▶ Reading passage:
☆ ☆ ☆

- Interbank Rate Rises on Cash Outflow
The Nigerian Interbank Offered Rates (NIBOR) closed at an average of 11.5 per cent on Friday, up from the seven per cent it was the preceding Friday as payments for bond and treasury bills purchases drained liquidity from the money market.
The Debt Management Office last week raised N214.95 billion from local currency bonds at its first auction this year, with payment for the bonds due last Friday.
According to Reuters, traders said the lending rate jumped on Friday as some banks scrambled for cash to pay for bonds and treasury bills.
Meanwhile, activities in the money market last week remained dictated by system liquidity. The week opened with improved system liquidity of N256.7 billion, indicating a N91 billion increase as against previous Friday. During the week, the CBN sold N208.9 billion worth of open market operations (OMO) instruments and N268.9 billion of treasury bills. The Treasury bills market experienced mixed sentiment during the week as average yield rose on two out of five sessions. The week started with sell-offs across short to medium term instruments as investors positioned for the OMO auction (143-day and 297-day instruments issued at 18.0% and 18.6% marginal rates) announced by the CBN.
“In the week ahead, there are no maturing securities and we expect money market rates to trade in double digits barring any major inflow into the system, while activities in the treasury bills market trade mildly bullish,” analysts at Afrinvest Africa Limited stated.
Forex Market Review
Activities in the foreign exchange (forex) market last week remained besieged by liquidity crunch in all segments of the market. At the Interbank, the CBN continued daily dollar interventions in order to meet some dollar demands and also contain intra-day interbank rate movement on all days during the week.
Accordingly, interbank rate hovered within a tight band of N305.25/$ and N305.5/$ at market close during the week. On the other hand, rates at the parallel market experienced some volatility as the naira recorded marginal gains against the dollar – appreciating to N495/$ – as the CBN resumed sales of the greenback to BDCs at the start of the week before depreciating to N498/$1 on Friday.
At the futures market, the value of open FX Futures contract at the end of the week rose to $3.9 billion from $3.8 billion last week.
However, the first monetary policy committee (MPC) meeting for 2017 will holding this week and analysts anticipate that the operations of the FX market and its impact on foreign funds inflow into the Nigerian market will be a talking point at the meeting.

☆ ☆ ☆

▶ Provided information:

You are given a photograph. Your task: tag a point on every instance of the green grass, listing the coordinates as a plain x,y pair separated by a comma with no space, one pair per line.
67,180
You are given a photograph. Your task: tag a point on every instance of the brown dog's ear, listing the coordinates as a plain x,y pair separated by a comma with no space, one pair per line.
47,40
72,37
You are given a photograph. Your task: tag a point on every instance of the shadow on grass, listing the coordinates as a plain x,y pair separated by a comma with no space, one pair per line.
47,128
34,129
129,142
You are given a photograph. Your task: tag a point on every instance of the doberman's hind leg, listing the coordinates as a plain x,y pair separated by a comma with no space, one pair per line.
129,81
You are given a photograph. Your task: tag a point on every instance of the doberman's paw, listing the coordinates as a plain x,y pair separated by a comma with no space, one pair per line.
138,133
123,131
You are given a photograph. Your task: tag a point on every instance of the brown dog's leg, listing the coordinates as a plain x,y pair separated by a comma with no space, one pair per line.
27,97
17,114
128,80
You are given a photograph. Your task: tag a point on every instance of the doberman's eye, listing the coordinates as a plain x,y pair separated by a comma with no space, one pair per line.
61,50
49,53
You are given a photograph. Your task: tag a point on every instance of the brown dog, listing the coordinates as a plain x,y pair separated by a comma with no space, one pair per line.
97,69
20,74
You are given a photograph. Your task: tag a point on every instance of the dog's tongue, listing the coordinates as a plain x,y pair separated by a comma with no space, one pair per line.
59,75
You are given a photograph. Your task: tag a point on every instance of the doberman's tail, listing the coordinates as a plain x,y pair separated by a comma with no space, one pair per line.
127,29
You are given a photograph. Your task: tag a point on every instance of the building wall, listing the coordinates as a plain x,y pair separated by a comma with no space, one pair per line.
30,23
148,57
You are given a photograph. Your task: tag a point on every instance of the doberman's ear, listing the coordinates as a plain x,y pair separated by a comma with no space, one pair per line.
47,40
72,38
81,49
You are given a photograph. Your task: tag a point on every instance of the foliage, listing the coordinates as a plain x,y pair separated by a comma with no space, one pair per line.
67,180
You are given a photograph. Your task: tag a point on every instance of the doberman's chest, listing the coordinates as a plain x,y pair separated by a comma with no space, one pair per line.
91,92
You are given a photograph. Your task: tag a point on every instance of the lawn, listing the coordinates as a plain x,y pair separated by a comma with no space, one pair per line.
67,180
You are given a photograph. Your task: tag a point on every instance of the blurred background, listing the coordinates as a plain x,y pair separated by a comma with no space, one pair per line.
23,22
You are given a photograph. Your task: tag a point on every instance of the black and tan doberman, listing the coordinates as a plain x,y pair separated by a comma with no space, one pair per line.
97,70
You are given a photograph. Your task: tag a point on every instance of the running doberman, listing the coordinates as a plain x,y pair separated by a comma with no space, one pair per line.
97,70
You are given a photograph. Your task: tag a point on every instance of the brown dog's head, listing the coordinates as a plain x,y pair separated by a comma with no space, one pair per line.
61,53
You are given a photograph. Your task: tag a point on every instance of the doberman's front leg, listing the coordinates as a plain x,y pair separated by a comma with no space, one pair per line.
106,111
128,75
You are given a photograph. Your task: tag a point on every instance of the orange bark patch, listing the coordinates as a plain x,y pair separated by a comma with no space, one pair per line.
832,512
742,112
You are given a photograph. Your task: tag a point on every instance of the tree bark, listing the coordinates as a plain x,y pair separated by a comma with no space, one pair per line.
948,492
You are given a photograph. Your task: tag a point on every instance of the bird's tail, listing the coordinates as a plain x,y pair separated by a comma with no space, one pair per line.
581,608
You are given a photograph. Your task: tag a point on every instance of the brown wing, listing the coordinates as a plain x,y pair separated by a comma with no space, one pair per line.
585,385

☆ ☆ ☆

▶ Task goal: Copy the stretch of the interbank rate article from "Forex Market Review" through "billion last week.", word for word.

▶ Reply:
Forex Market Review
Activities in the foreign exchange (forex) market last week remained besieged by liquidity crunch in all segments of the market. At the Interbank, the CBN continued daily dollar interventions in order to meet some dollar demands and also contain intra-day interbank rate movement on all days during the week.
Accordingly, interbank rate hovered within a tight band of N305.25/$ and N305.5/$ at market close during the week. On the other hand, rates at the parallel market experienced some volatility as the naira recorded marginal gains against the dollar – appreciating to N495/$ – as the CBN resumed sales of the greenback to BDCs at the start of the week before depreciating to N498/$1 on Friday.
At the futures market, the value of open FX Futures contract at the end of the week rose to $3.9 billion from $3.8 billion last week.